Exercise description: Write out every record below line for line, unchanged, but leave the pictures out.

=====

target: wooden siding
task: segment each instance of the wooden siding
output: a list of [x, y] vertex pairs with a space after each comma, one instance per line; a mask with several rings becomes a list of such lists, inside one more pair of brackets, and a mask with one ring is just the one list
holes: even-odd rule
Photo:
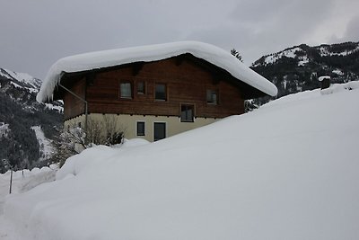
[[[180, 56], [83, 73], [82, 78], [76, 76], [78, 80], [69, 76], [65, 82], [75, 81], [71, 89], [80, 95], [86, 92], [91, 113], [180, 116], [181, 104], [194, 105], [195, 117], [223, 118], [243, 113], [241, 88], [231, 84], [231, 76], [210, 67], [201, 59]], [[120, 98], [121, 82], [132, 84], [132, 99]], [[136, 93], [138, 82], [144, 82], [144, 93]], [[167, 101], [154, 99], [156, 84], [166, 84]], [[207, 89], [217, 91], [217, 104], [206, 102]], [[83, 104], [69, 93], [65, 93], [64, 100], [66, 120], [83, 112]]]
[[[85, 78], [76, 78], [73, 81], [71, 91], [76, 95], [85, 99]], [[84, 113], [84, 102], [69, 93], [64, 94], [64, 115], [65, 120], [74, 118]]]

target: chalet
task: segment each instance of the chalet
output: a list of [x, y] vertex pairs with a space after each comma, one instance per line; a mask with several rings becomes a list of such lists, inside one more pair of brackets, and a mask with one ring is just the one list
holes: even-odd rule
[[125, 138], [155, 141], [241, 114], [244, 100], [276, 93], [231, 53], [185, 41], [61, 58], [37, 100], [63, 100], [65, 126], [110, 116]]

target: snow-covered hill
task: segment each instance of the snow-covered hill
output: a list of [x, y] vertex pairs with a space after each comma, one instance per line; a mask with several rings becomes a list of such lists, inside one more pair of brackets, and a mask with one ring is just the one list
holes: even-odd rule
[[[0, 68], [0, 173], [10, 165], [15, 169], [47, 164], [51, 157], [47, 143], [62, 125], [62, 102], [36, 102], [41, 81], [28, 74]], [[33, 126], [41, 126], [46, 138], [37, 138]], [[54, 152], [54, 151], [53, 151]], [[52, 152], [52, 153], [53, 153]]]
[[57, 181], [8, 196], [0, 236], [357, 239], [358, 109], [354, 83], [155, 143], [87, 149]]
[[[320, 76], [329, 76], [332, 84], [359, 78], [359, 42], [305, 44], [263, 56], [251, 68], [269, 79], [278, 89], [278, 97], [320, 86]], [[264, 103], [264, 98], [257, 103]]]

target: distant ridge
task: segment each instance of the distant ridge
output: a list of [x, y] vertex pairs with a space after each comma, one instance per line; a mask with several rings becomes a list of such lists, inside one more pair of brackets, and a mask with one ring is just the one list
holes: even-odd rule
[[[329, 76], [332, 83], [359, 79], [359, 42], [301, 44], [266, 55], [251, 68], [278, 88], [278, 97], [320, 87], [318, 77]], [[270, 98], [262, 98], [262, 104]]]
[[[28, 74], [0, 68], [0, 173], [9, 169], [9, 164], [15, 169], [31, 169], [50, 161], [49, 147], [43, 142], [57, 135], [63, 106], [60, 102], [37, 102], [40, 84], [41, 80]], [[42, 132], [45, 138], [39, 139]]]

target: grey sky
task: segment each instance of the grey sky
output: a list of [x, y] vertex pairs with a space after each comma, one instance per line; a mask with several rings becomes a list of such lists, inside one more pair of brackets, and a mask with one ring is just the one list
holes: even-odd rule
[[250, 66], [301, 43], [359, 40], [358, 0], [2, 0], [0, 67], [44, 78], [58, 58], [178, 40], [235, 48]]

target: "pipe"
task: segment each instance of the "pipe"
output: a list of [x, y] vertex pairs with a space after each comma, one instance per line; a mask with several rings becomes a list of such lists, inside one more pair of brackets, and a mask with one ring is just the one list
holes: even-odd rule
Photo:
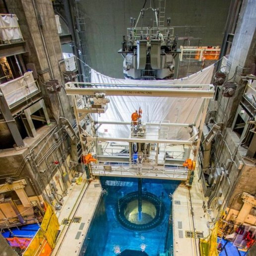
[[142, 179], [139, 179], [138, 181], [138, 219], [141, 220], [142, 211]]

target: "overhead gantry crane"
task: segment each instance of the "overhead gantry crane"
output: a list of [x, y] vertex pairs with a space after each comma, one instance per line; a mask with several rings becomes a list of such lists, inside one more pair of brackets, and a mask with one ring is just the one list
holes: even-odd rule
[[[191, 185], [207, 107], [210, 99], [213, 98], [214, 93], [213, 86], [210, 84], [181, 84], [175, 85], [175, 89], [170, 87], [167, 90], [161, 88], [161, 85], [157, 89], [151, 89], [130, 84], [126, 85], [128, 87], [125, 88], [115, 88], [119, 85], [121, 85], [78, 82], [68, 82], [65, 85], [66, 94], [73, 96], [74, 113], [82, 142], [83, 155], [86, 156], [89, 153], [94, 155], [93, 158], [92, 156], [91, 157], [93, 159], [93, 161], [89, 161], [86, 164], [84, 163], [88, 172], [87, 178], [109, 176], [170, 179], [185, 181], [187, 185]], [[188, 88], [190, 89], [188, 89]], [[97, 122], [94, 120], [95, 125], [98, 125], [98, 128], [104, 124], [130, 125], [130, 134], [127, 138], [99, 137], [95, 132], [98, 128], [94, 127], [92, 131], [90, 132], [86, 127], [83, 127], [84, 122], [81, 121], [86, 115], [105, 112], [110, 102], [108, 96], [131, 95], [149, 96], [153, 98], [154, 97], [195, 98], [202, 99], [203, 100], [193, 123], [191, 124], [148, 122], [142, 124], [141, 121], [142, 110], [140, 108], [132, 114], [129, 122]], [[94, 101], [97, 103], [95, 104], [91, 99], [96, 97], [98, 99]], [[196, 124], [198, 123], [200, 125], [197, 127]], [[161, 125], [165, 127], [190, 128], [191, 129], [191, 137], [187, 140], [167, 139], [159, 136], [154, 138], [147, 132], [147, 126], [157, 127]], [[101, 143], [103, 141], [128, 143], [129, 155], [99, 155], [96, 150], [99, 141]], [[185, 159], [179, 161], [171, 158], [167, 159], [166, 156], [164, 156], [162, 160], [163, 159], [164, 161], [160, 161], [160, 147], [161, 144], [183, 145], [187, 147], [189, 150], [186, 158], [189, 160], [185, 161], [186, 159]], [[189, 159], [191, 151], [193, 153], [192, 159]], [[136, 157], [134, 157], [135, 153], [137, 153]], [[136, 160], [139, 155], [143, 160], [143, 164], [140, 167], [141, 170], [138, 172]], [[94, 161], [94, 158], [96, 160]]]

=====

Exercise response:
target: wooden siding
task: segment each instance of the wooden siding
output: a list of [x, y] vertex pairs with a space after each comma, one instance per line; a mask with several rings becomes a list of such lists, inside one more pair of brackets, and a mask with one ring is just the one list
holes: even-odd rule
Photo:
[[[180, 56], [83, 73], [82, 78], [76, 76], [78, 80], [69, 76], [65, 82], [75, 81], [71, 89], [80, 95], [86, 92], [91, 113], [180, 116], [181, 104], [194, 105], [195, 117], [223, 118], [243, 113], [241, 88], [231, 84], [231, 76], [210, 67], [201, 59]], [[120, 98], [121, 82], [132, 84], [132, 99]], [[136, 93], [138, 82], [144, 82], [144, 93]], [[167, 101], [154, 99], [156, 84], [166, 84]], [[207, 89], [217, 91], [217, 104], [206, 102]], [[83, 104], [69, 93], [65, 93], [64, 100], [66, 120], [83, 112]]]
[[[85, 78], [76, 78], [73, 81], [71, 91], [76, 95], [85, 99]], [[84, 113], [84, 102], [69, 93], [64, 94], [64, 115], [65, 120], [74, 118]]]

target: chalet
task: segment each instance of the chalet
output: a list of [x, y] vertex pairs with a space after each comma, one instance per line; a mask with several rings becomes a list of such lists, inside one more pair of brackets, and a mask with one ring is just the one list
holes: even-odd rule
[[125, 138], [155, 141], [241, 114], [244, 100], [276, 93], [231, 53], [185, 41], [61, 58], [37, 100], [63, 100], [65, 126], [110, 116]]

target: snow-covered hill
task: segment each instance of the snow-covered hill
output: a list of [x, y] vertex pairs with a space after each comma, one instance per line; a mask with several rings becomes a list of such lists, inside one more pair of brackets, and a mask with one ring is just the one list
holes: even-odd rule
[[[0, 68], [0, 173], [10, 165], [15, 169], [47, 164], [51, 157], [47, 143], [62, 125], [62, 102], [36, 102], [41, 81], [28, 74]], [[33, 126], [41, 126], [46, 138], [37, 138]], [[54, 152], [54, 151], [53, 151]], [[52, 152], [52, 153], [53, 153]]]
[[57, 181], [8, 196], [0, 236], [357, 239], [358, 109], [354, 83], [155, 143], [87, 149]]
[[[320, 76], [329, 76], [332, 84], [359, 78], [359, 42], [305, 44], [263, 56], [251, 68], [269, 79], [278, 89], [278, 97], [320, 86]], [[264, 103], [264, 98], [257, 103]]]

target: distant ridge
task: segment each instance of the distant ridge
output: a list of [x, y] vertex pairs with a space after each comma, one instance per line; a mask with several rings becomes a list of such lists, inside one more pair of brackets, and a mask with one ring is just the one list
holes: even-odd rule
[[[329, 76], [332, 83], [359, 79], [359, 42], [301, 44], [266, 55], [251, 68], [278, 88], [278, 97], [320, 87], [318, 77]], [[270, 98], [262, 98], [262, 104]]]
[[[28, 74], [0, 68], [0, 173], [9, 169], [9, 164], [15, 169], [31, 169], [50, 161], [49, 147], [43, 142], [57, 135], [63, 106], [60, 102], [37, 102], [40, 84], [41, 80]], [[42, 132], [45, 138], [39, 139]]]

target: grey sky
task: segment each instance of the grey sky
output: a list of [x, y] vertex pairs with a space after each comma, one instance per line; a mask with several rings becomes a list of such lists, inside one more pair of brackets, and a mask with one ring is just the one list
holes: even-odd rule
[[250, 66], [301, 43], [359, 40], [358, 0], [2, 0], [0, 67], [44, 78], [58, 58], [178, 40], [235, 48]]

target: "pipe"
task: segment each instance of the "pipe"
output: a list of [x, y] vertex pairs with a space after each comma, one instance per line; a mask with several rings becomes a list of such lists, inside one more pair of brackets, and a mask with one ring is just the one list
holes: even-odd rule
Photo:
[[142, 179], [139, 179], [138, 181], [138, 219], [141, 220], [142, 211]]

target: "overhead gantry crane"
task: segment each instance of the "overhead gantry crane"
output: a list of [x, y] vertex pairs with a space after each comma, one instance per line; a mask with several rings becomes a list of such lists, inside one more pair of brackets, and a mask with one ring is just the one list
holes: even-odd rule
[[[191, 185], [207, 107], [210, 99], [213, 98], [214, 93], [213, 86], [210, 84], [181, 84], [175, 85], [175, 89], [170, 87], [167, 90], [161, 88], [161, 85], [157, 89], [151, 89], [130, 84], [126, 85], [128, 87], [125, 88], [115, 88], [119, 85], [121, 85], [78, 82], [68, 82], [65, 85], [66, 94], [73, 96], [74, 113], [82, 142], [83, 155], [86, 156], [89, 153], [94, 155], [93, 158], [92, 156], [91, 157], [93, 159], [93, 161], [89, 161], [86, 164], [84, 163], [88, 172], [87, 178], [109, 176], [170, 179], [185, 181], [187, 185]], [[188, 88], [190, 89], [188, 89]], [[97, 122], [94, 120], [95, 125], [98, 125], [98, 128], [104, 124], [130, 125], [130, 134], [127, 138], [99, 137], [95, 132], [98, 128], [94, 127], [92, 131], [90, 132], [86, 127], [83, 127], [84, 122], [81, 121], [86, 115], [105, 112], [110, 102], [108, 96], [131, 95], [149, 96], [153, 98], [154, 97], [195, 98], [202, 99], [203, 100], [193, 123], [191, 124], [148, 122], [142, 124], [141, 121], [142, 110], [140, 108], [132, 114], [129, 122]], [[94, 101], [97, 103], [95, 104], [91, 99], [96, 97], [98, 99]], [[196, 124], [198, 123], [200, 125], [197, 127]], [[161, 125], [165, 127], [190, 128], [191, 129], [191, 137], [187, 140], [167, 139], [159, 136], [154, 138], [147, 132], [147, 126], [157, 127]], [[101, 143], [103, 141], [128, 143], [129, 155], [99, 155], [96, 150], [99, 141]], [[185, 159], [179, 161], [171, 158], [167, 159], [166, 156], [164, 156], [162, 160], [163, 159], [164, 161], [160, 161], [160, 147], [161, 144], [183, 145], [187, 147], [189, 150], [186, 158], [189, 160], [185, 161], [186, 159]], [[189, 159], [191, 151], [193, 153], [192, 159]], [[136, 157], [134, 157], [135, 153], [137, 153]], [[136, 160], [139, 155], [143, 160], [143, 164], [140, 167], [141, 170], [138, 172]], [[94, 161], [94, 158], [96, 160]]]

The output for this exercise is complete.